• Daftar Tugas:
1 > Tolong salin tanpa perubahan bagian kutipan sumber mulai dari "Birokrasi memainkan peranan" sampai dengan "di masa itu.".
2 > Sebutkan semua bentuk ketidakpastian yang menurut kutipan sumber harus ditanggung masyarakat untuk satu jenis layanan.

• Kutipan Sumber:
────────────────

Minggu, 16 September 2012

Dampak Kegagalan Sistem Perekrutan Pejabat Publik oleh DPR terhadap Reformasi Birokrasi







Dampak Kegagalan Sistem Perekrutan Pejabat Publik oleh DPR terhadap Reformasi Birokrasi






BAB I
LATAR BELAKANG MASALAH

            Birokrasi memainkan peranan penting dalam realitas politik, baik secara langsung maupun tidak langsung. Sejak awal kemerdekaan hingga kini birokrasi telah banyak memainkan peranan dalam system politik Indonesia. Bahkan pada masa orde baru birokrasi menjelma menjadi salah satu kekuatan politik di masa itu.
            Bicara masalah birokrasi di Indonesia sekarang tidak bias dilepaskan dari pengaruh praktek birokrasi semasa orde baru. Birokrasi menjadi mesin politik alat untuk mempertahankan kekuasaan. Implikasinya, masyarakat harus membayar mahal untuk satu jenis layanan. Mulai dari ketidakpastian waktu, ketidakpastian biaya, dan ketidakpastian siapa yang bertanggung jawab. Hal tersebut merupakan fakta empiris rusaknya birokrasi.
            Birokrasi Indonesia memiliki sejarah patrimonial.[1] Yakni birokrasi yang mendasarkan pada hubungan bapak buah dengan anak buah (Patron Client). Sehingga segala yang dikerjakan bawahaannya hendaknya selalu tergantung pada atasan. Budaya patron client menimbulkan ewuh pekewuh yang berlebihan terhadap atasan.

────────────────

• Data Tersedia:
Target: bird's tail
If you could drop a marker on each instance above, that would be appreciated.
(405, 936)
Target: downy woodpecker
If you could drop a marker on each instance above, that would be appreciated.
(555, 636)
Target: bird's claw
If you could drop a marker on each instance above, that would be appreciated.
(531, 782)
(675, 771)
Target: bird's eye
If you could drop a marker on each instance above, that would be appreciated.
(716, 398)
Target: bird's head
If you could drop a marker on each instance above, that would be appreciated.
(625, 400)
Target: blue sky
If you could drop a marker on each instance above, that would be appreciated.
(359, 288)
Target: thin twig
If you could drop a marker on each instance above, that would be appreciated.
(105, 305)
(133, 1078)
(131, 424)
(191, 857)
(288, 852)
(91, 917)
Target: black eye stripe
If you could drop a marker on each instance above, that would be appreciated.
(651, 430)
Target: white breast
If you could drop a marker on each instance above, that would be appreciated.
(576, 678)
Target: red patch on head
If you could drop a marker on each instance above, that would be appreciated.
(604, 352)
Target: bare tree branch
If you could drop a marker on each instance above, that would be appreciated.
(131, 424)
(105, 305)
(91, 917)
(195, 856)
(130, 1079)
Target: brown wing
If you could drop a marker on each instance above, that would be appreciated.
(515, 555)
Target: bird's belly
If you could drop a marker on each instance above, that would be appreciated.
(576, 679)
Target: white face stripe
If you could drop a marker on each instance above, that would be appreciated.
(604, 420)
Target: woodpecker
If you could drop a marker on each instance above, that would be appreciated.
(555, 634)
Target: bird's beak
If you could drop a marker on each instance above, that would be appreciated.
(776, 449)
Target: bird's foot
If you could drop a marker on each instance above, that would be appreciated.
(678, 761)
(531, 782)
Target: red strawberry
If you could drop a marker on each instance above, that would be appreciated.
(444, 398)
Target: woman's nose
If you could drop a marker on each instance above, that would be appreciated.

────────────────

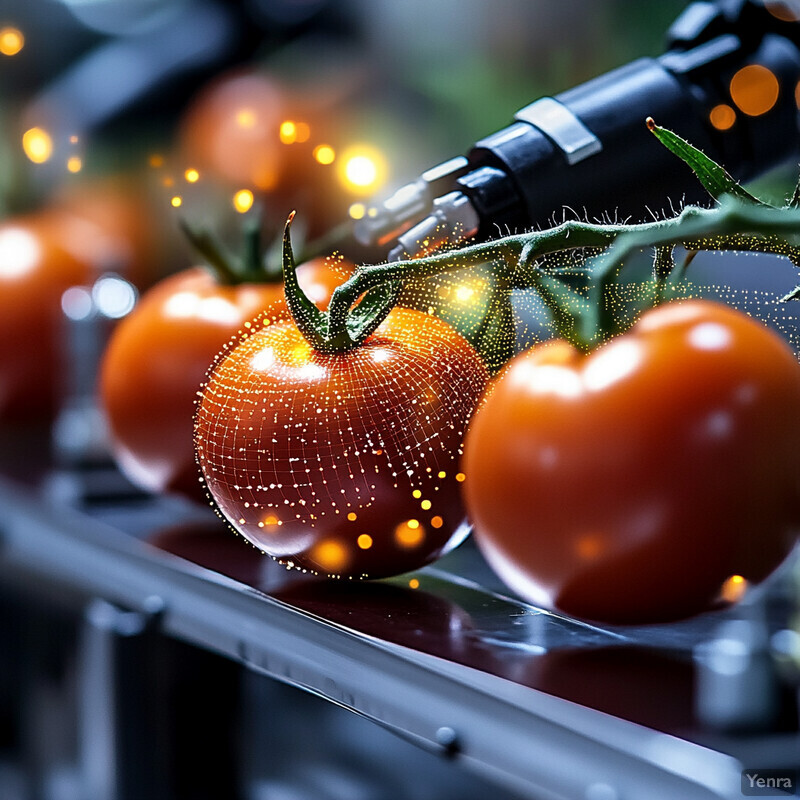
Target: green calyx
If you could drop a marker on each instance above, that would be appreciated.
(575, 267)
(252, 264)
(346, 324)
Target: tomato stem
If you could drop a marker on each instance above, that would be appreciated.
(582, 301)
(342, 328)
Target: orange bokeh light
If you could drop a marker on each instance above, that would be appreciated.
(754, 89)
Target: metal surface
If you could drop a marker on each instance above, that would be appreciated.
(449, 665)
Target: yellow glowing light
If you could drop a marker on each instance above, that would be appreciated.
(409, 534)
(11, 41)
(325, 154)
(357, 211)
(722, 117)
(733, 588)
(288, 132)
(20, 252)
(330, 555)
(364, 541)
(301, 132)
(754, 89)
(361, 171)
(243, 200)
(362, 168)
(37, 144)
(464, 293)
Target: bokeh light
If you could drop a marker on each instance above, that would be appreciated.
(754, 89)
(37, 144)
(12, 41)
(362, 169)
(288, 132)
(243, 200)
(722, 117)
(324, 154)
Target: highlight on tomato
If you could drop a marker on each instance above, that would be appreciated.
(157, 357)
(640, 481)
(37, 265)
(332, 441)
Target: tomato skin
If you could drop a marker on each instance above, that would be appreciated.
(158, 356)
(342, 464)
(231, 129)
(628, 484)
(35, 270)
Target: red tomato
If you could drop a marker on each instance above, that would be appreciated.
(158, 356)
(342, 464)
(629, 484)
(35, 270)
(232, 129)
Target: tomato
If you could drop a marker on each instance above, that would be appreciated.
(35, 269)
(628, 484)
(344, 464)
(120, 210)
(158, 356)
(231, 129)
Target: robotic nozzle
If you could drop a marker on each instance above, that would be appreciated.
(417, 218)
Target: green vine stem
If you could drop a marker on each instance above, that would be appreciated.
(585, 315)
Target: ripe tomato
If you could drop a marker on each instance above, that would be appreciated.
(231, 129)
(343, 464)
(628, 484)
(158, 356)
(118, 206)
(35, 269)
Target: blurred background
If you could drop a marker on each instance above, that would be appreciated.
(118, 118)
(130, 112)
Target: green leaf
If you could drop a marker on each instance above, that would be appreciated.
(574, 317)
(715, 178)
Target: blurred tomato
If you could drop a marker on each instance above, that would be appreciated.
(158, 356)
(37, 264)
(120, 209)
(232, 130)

────────────────

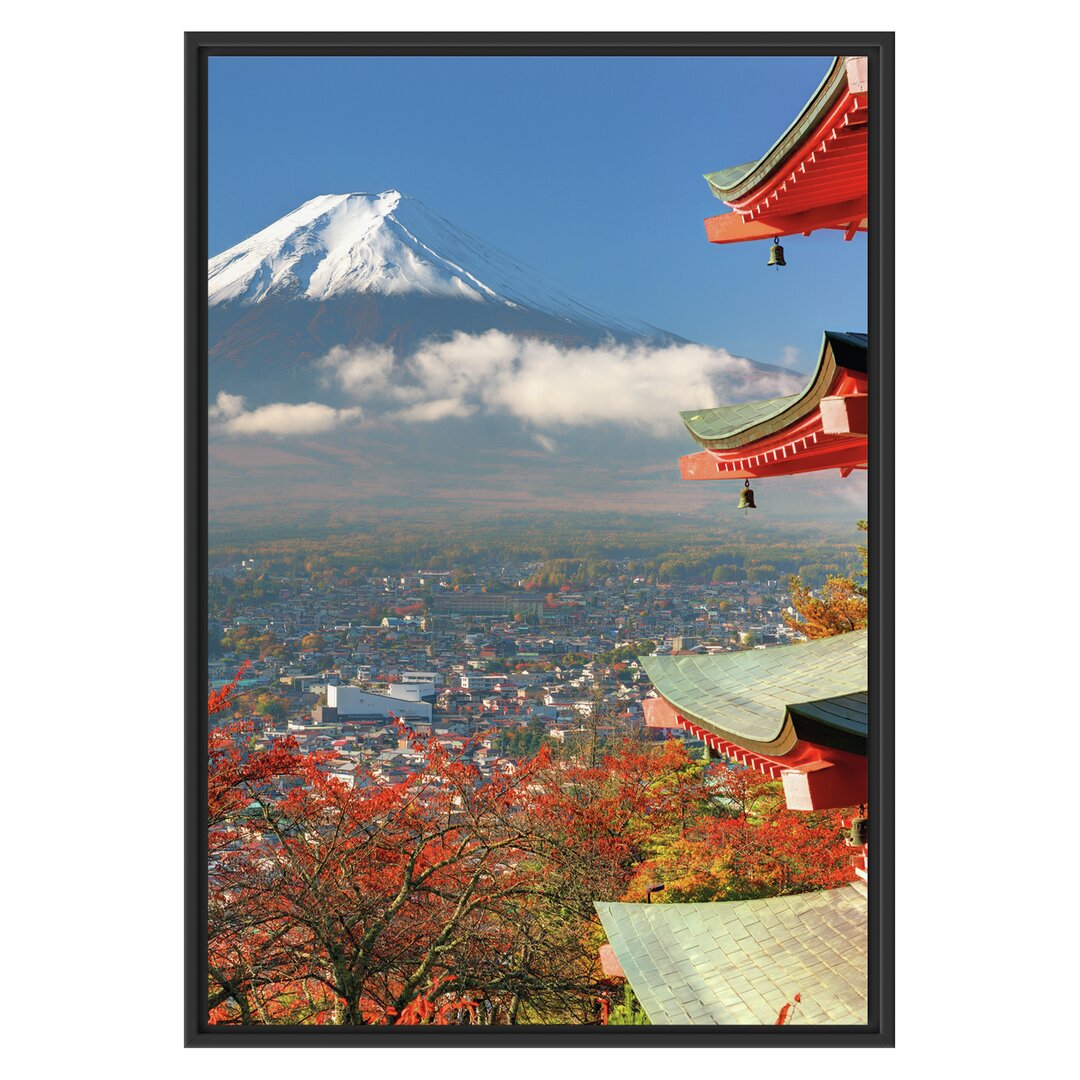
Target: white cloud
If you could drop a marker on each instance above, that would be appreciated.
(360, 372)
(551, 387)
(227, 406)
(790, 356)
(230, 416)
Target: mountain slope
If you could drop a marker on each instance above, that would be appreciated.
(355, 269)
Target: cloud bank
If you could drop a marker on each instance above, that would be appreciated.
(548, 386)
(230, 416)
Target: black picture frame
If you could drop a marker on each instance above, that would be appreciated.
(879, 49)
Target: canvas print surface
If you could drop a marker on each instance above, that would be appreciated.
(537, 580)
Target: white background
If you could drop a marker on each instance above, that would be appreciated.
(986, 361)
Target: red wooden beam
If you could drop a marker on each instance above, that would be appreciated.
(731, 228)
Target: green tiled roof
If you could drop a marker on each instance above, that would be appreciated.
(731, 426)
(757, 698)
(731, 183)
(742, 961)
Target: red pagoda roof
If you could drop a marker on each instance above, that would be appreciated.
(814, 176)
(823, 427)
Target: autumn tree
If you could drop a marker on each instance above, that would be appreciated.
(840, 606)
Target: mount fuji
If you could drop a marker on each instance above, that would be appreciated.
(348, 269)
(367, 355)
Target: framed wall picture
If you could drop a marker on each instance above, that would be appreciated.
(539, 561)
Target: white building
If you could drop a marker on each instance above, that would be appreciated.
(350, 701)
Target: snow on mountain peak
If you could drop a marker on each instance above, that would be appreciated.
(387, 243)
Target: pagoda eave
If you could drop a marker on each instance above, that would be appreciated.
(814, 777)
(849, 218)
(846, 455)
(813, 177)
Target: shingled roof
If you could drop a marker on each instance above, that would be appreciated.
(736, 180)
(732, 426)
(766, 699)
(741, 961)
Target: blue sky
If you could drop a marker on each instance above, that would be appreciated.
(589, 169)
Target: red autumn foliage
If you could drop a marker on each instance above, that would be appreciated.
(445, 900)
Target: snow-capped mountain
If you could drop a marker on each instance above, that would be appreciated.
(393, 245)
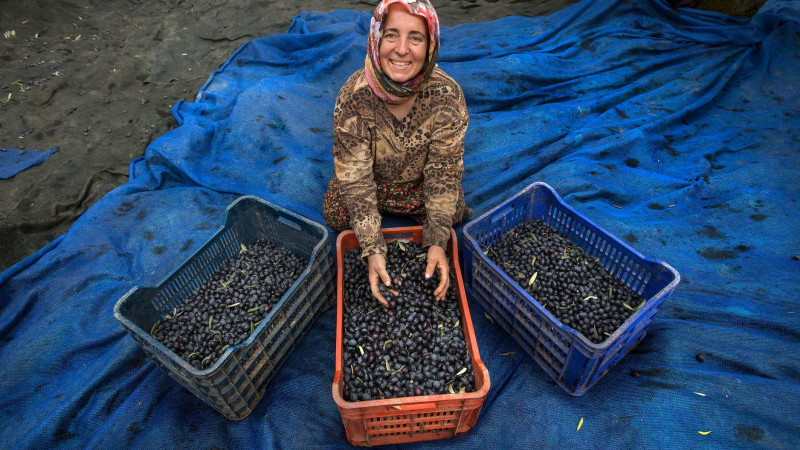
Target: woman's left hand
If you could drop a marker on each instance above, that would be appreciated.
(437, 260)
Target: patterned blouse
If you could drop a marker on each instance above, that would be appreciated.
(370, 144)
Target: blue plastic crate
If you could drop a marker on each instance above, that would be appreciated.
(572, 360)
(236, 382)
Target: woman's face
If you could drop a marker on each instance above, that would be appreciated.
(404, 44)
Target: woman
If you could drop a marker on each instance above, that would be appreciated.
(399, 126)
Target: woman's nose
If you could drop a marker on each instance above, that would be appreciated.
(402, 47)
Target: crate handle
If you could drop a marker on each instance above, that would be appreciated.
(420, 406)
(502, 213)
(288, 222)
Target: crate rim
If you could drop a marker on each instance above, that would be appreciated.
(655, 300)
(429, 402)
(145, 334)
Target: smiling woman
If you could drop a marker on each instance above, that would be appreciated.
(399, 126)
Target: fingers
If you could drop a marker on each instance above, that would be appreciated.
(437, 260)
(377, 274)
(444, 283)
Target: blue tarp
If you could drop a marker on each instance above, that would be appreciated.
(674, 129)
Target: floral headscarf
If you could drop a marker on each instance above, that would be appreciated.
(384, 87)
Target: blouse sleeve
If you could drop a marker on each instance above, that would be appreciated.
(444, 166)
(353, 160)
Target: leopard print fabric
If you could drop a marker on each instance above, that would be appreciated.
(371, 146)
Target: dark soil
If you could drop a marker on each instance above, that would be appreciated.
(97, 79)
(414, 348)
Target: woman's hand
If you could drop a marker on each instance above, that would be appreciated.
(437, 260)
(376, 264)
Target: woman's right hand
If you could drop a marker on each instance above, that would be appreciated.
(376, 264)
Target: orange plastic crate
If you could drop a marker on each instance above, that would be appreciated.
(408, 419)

────────────────

• Jawaban Tugas:
1 >
Birokrasi memainkan peranan penting dalam realitas politik, baik secara langsung maupun tidak langsung. Sejak awal kemerdekaan hingga kini birokrasi telah banyak memainkan peranan dalam system politik Indonesia. Bahkan pada masa orde baru birokrasi menjelma menjadi salah satu kekuatan politik di masa itu.

2 > Ketidakpastian waktu, ketidakpastian biaya, dan ketidakpastian siapa yang bertanggung jawab.